## STATED EXERCISE:
Translate this sentence from the forum post on CTE troubles into Spanish: "Apologies for the length of the code here."

## PAGE TEXT:
▼
CTE Troubles

  • Apologies for the length of the code here.

    Like many others here i regularly enter Jacob Sebastians challenges.

    On #17 i entered one which used a temp table , at the time i can remember having one with a CTE instead, but the Temp Table had a lower overall cost. It was then specifed that temp tables were not to be used.

    So on revisiting my query to remove the temp table and replace it with the cte called CTEFinalize, im now getting the error "Invalid length parameter passed to the SUBSTRING function".

    I , obviously know that CTE's are not processed and cached in strict order, has any one got any suggestions on how to modify the code so that it does work.

    As proof that the substring does work in isolation , and that the is something else odd occurring, replace the final select with "Select * from PreJoinList" (as i have commented out).

    Its a bit of an itch that wont go away 🙂

    DECLARE @t TABLE(

    id TINYINT,

    keyword VARCHAR(20),

    data VARCHAR(35)

    )

    INSERT INTO @t(id, keyword, data)

    SELECT 1, 'Pet Store', 'Microsoft SQL Server'

    UNION ALL

    SELECT 2, 'SQL Server Database', 'Dinner at a New York Restaurant'

    UNION ALL

    SELECT 3, 'Restaurant', 'Welcome to TSQL Challenges 17'

    UNION ALL

    SELECT 4, 'New York', 'Bob is a Database Expert'

    UNION ALL

    SELECT 5, 'TSQL Challenges', 'Is Microsoft Listening?'

    UNION ALL

    SELECT 6, 'Microsoft', 'New Challenges are coming up'

    ;

    with HtmlData

    as

    (

    Select id,

    keyword,

    convert(char(35),data) as data,

    Len(data) as Len

    from @t

    ),

    Num1 (n) AS (SELECT 1 UNION ALL SELECT 1),

    Num2 (n) AS (SELECT 1 FROM Num1 AS X, Num1 AS Y),

    Num3 (n) AS (SELECT 1 FROM Num2 AS X, Num2 AS Y),

    Num4 (n) AS (SELECT 1 FROM Num3 AS X, Num3 AS Y),

    Nums (n) AS (SELECT ROW_NUMBER() OVER(ORDER BY n) FROM Num4),

    SpacesPos

    as

    (

    Select id ,

    n as SpacePos,

    ' '+Data+' ' as Data,

    Len as DataLen

    from nums

    join HtmlData

    on n <= HtmlData.Len+2

    where substring(' '+HtmlData.data+' ',n,1)=' '

    ),

    WordList

    as

    (

    Select SpacesPos.Id,

    SpacesPos.SpacePos as SpacePos,

    SpacesPos.Data as FullData,

    Subsequent.SpacePos as SubsequentSpacePos,

    substring(SpacesPos.Data,SpacesPos.SpacePos+1,Subsequent.SpacePos -(SpacesPos.SpacePos+1)) as Keyword,

    SpacesPos.DataLen ,

    Subsequent.SpacePos -(SpacesPos.SpacePos+1) as KeyWordLen

    from SpacesPos join SpacesPos Subsequent

    on SpacesPos.ID = Subsequent.ID

    and Subsequent.SpacePos > SpacesPos.SpacePos

    )
▲
## RECORD EXCERPTS:
▼
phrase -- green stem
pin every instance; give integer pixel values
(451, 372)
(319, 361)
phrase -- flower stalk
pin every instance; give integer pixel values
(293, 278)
▲
## RESULT OF THE EXERCISE:
Disculpas por la extensión del código aquí.